§ WHAT TO WORK ON: Your response should be an exact transcription of the data, images excluded.

§ RECORDS SHOWN:

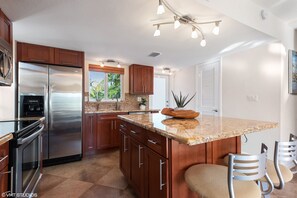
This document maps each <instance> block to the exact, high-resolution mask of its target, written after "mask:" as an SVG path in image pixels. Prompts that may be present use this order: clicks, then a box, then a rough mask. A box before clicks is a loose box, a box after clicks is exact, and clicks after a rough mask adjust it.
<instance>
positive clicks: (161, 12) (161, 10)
mask: <svg viewBox="0 0 297 198" xmlns="http://www.w3.org/2000/svg"><path fill="white" fill-rule="evenodd" d="M164 12H165V8H164V6H163V3H162V1H161V0H159V6H158V10H157V14H158V15H159V14H163V13H164Z"/></svg>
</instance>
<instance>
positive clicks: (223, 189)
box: [185, 164, 261, 198]
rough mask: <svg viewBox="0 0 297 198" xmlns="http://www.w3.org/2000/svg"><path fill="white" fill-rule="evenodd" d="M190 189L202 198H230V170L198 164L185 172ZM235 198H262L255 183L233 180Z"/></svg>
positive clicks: (226, 167) (213, 164)
mask: <svg viewBox="0 0 297 198" xmlns="http://www.w3.org/2000/svg"><path fill="white" fill-rule="evenodd" d="M185 180H186V182H187V184H188V186H189V188H190V189H191V190H192V191H194V192H196V193H197V194H198V195H201V196H202V197H209V198H229V191H228V168H227V167H226V166H220V165H215V164H198V165H194V166H191V167H190V168H189V169H188V170H187V171H186V172H185ZM233 186H234V194H235V197H240V198H251V197H253V198H257V197H259V198H261V190H260V188H259V187H258V186H257V184H256V182H254V181H239V180H233Z"/></svg>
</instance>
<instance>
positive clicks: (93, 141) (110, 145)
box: [83, 113, 126, 154]
mask: <svg viewBox="0 0 297 198" xmlns="http://www.w3.org/2000/svg"><path fill="white" fill-rule="evenodd" d="M120 114H126V113H107V114H96V113H91V114H85V116H84V121H85V123H84V135H83V137H84V139H83V142H84V153H85V154H91V153H94V152H95V151H96V150H100V149H108V148H114V147H119V145H120V134H119V129H120V123H121V121H120V120H119V119H118V118H117V116H118V115H120Z"/></svg>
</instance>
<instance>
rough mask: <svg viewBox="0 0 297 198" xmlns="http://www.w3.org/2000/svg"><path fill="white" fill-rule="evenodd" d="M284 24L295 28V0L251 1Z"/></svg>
mask: <svg viewBox="0 0 297 198" xmlns="http://www.w3.org/2000/svg"><path fill="white" fill-rule="evenodd" d="M252 1H253V2H254V3H256V4H258V5H260V6H261V7H263V8H265V9H266V10H267V11H269V12H271V13H272V14H274V15H275V16H276V17H278V18H280V19H281V20H283V21H284V22H286V23H288V24H289V25H291V26H292V27H294V28H297V1H296V0H252Z"/></svg>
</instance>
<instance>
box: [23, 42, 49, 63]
mask: <svg viewBox="0 0 297 198" xmlns="http://www.w3.org/2000/svg"><path fill="white" fill-rule="evenodd" d="M19 47H20V48H21V54H20V56H19V55H18V57H20V60H19V61H25V62H26V61H29V62H36V63H48V64H54V48H51V47H46V46H41V45H33V44H28V43H18V48H19Z"/></svg>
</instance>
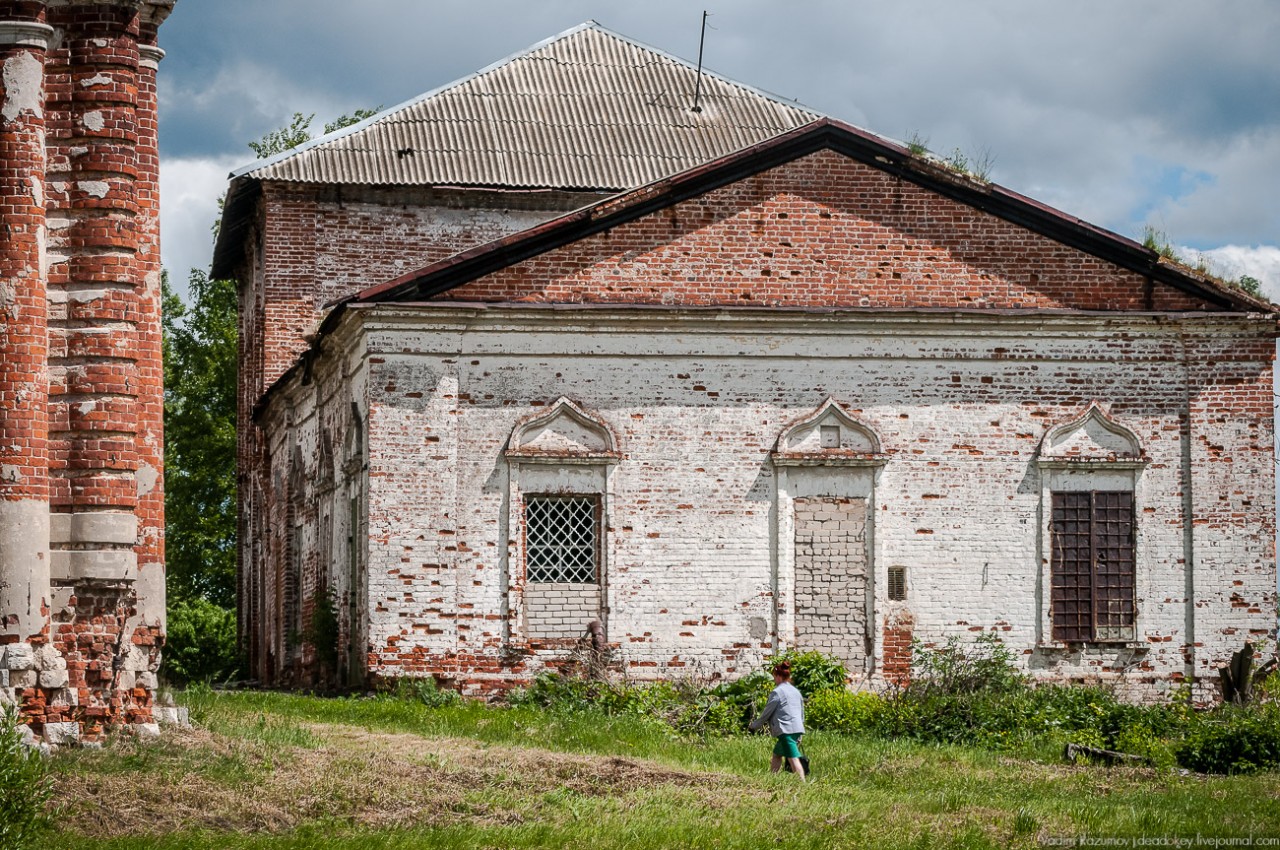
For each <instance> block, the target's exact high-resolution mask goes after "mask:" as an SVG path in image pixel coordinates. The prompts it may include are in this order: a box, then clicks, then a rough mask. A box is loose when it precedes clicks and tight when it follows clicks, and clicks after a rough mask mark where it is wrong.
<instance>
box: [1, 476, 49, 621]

§ EXERCISE SOLUTION:
This document maps each <instance> block to the exact, high-resolution mask of its target, written after "mask:" as an SVG path in image pixels. Prompts that may be present use this order: clicks, then a box, then a rough mask. A box before clicks is a loose box, a box after clicks is exact, and clicks after a rough mask adjust it.
<instance>
positive clicks: (161, 12) (161, 10)
mask: <svg viewBox="0 0 297 198" xmlns="http://www.w3.org/2000/svg"><path fill="white" fill-rule="evenodd" d="M164 12H165V8H164V6H163V3H162V1H161V0H159V6H158V10H157V14H158V15H159V14H163V13H164Z"/></svg>
</instance>
<instance>
positive clicks: (223, 189)
box: [185, 164, 261, 198]
rough mask: <svg viewBox="0 0 297 198" xmlns="http://www.w3.org/2000/svg"><path fill="white" fill-rule="evenodd" d="M190 189L202 198H230V170L198 164L185 172ZM235 198H262L255 183L233 180Z"/></svg>
positive clicks: (226, 167) (213, 164)
mask: <svg viewBox="0 0 297 198" xmlns="http://www.w3.org/2000/svg"><path fill="white" fill-rule="evenodd" d="M185 180H186V182H187V184H188V186H189V188H190V189H191V190H192V191H194V192H196V193H197V194H198V195H201V196H202V197H209V198H229V191H228V168H227V167H226V166H220V165H215V164H198V165H194V166H191V167H190V168H189V169H188V170H187V171H186V172H185ZM233 186H234V194H235V197H240V198H251V197H253V198H257V197H259V198H261V190H260V188H259V187H258V186H257V184H256V182H254V181H239V180H233Z"/></svg>
</instance>
<instance>
positive clicks: (93, 141) (110, 145)
box: [83, 113, 126, 154]
mask: <svg viewBox="0 0 297 198" xmlns="http://www.w3.org/2000/svg"><path fill="white" fill-rule="evenodd" d="M120 114H126V113H107V114H96V113H91V114H85V116H84V121H85V123H84V135H83V137H84V139H83V142H84V153H85V154H91V153H94V152H95V151H96V150H100V149H108V148H114V147H119V145H120V134H119V129H120V123H121V121H120V120H119V119H118V118H117V116H118V115H120Z"/></svg>
</instance>
<instance>
rough mask: <svg viewBox="0 0 297 198" xmlns="http://www.w3.org/2000/svg"><path fill="white" fill-rule="evenodd" d="M284 24L295 28V0L251 1Z"/></svg>
mask: <svg viewBox="0 0 297 198" xmlns="http://www.w3.org/2000/svg"><path fill="white" fill-rule="evenodd" d="M252 1H253V2H254V3H256V4H258V5H260V6H261V7H263V8H265V9H266V10H267V11H269V12H271V13H272V14H274V15H275V16H276V17H278V18H280V19H281V20H283V21H284V22H286V23H288V24H289V25H291V26H292V27H294V28H297V1H296V0H252Z"/></svg>
</instance>
<instance>
box: [23, 42, 49, 63]
mask: <svg viewBox="0 0 297 198" xmlns="http://www.w3.org/2000/svg"><path fill="white" fill-rule="evenodd" d="M19 47H20V48H21V54H20V56H19V55H18V57H20V60H19V61H25V62H26V61H29V62H36V63H48V64H54V48H51V47H46V46H41V45H33V44H28V43H18V48H19Z"/></svg>
</instance>
For each <instance> block, the target's exact high-resolution mask goes after "mask:" as an SVG path in image pixel coordinates. The prompts it may include are in this order: a box, then clicks, then a rough mask. A box is loose when it precedes clicks and tight when it follows clicks, and clicks after a rough mask mark where it is wrong.
<instance>
box: [1, 476, 49, 621]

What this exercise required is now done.